What is needed is a word-for-word transcript of the listing, free of pictures.

*Input records*

'''

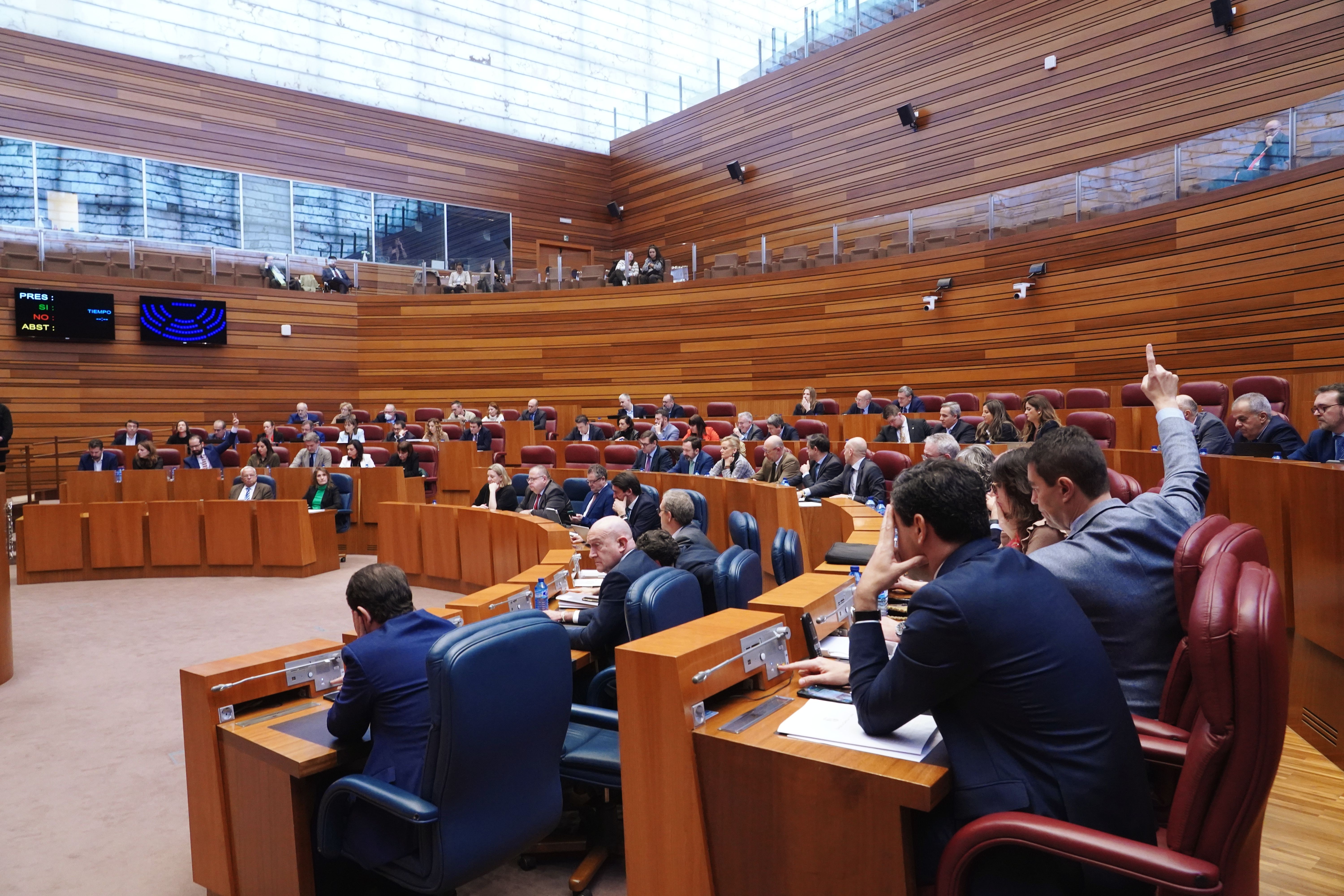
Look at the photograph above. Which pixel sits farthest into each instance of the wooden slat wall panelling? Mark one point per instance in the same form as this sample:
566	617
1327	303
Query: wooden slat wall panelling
1245	280
823	143
64	93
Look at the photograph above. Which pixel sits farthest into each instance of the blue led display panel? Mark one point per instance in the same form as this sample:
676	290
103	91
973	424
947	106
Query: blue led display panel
183	322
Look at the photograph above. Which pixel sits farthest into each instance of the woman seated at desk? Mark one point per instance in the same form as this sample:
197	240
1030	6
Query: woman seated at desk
322	495
355	456
147	457
498	493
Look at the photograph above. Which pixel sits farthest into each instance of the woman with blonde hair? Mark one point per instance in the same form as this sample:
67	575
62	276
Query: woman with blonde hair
732	464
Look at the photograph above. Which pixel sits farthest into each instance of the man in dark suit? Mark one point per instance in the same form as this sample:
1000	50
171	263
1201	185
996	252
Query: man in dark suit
779	465
654	459
1256	422
600	500
583	432
478	433
386	692
99	460
544	493
249	489
908	402
775	425
300	416
337	280
693	459
698	554
134	435
822	464
901	428
1014	674
864	404
1327	443
951	422
861	479
1212	435
210	457
634	506
536	414
615	554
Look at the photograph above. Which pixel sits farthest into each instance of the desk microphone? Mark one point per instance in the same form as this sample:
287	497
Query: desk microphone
780	633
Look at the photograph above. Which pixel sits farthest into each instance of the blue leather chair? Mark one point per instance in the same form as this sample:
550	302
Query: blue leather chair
744	531
737	578
577	491
702	511
499	696
346	492
787	555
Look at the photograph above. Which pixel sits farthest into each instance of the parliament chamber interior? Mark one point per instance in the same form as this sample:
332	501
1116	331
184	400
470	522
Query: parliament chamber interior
915	426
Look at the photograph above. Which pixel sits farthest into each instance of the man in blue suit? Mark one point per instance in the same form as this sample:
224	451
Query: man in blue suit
1013	672
693	459
1327	443
601	499
1256	422
202	457
386	692
615	554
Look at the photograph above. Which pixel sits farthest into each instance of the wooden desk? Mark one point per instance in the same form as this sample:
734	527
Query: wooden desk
714	813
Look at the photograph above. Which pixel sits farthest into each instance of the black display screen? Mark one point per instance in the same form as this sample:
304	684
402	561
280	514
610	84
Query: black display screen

'''

*Task response*
Look at the photograph above. Which pixel sits farthest into each instance of the wooden slat wall panelling? Mark one point per instance in the same form as this sample:
566	617
1327	303
Query: wooden slat wall panelling
1245	280
823	143
64	93
Look at the photograph above. Which pixel sits farthest into each instance of the blue led display panel? Mark one point per instance in the same form as this sample:
676	290
103	91
973	424
947	106
Query: blue led display panel
183	322
Look at the photograph above. Which pixel sits farthest into each instance of the woman seated at desk? Mark one point per instance in the same form as this sample:
197	240
1030	6
Query: woman seated at desk
322	495
355	456
147	457
498	493
Look at the photograph above. Which pixel sits farthest into each instance of the woman with blonde hair? Mark one point per instance in the same form as this sample:
67	575
62	276
Query: woman with blonde hair
732	464
Look at the photograph above. Which pixel sits farthest into each instance of the man in dark suit? Mark one point per instance in the same form as this sample:
1000	50
171	263
1201	185
996	252
Query: man in dark suit
779	465
654	459
1256	422
600	500
583	432
478	433
386	692
99	460
544	493
249	489
908	402
775	425
300	416
337	280
693	459
698	554
134	435
822	464
901	428
1014	674
864	404
1327	443
951	422
861	479
1212	435
210	457
634	506
536	414
615	554
Look at the photograph above. Which pixel sits farthest into each instance of the desk microphone? Mark one point per instance in the same form as this sample:
287	497
Query: desk microphone
780	633
Look at the photograph above. Which pixel sits farthest into each instance of the blue leather chair? Mark one point per instance in the same form as this sample:
550	302
Query: blue leather chair
744	531
737	578
577	491
702	511
499	696
346	492
787	555
Look at the photograph above. Which pixel sits farthest into each instance of the parliament chamber interior? Mark one point per instance in the same form as this sample:
332	501
1116	331
184	400
470	522
Query: parliament chamber interior
915	426
Look at the photograph above. Which pixel sits farthest into each instance of the man in blue suit? Mark one point per instance in the same form as this sample:
224	451
Query: man in blue suit
1013	672
693	459
1327	443
601	499
1256	422
202	457
386	692
615	554
Look at the photograph above. Which pixel sits farthest into each instance of the wooden desk? Mark one point per instance in the same form as this sample:
734	527
Query: wooden desk
714	813
Look at the photograph above. Which pixel sits farthest into each instance of the black display screen? Mark one point per instance in the same form as this sample:
304	684
402	561
280	514
610	84
Query: black display screen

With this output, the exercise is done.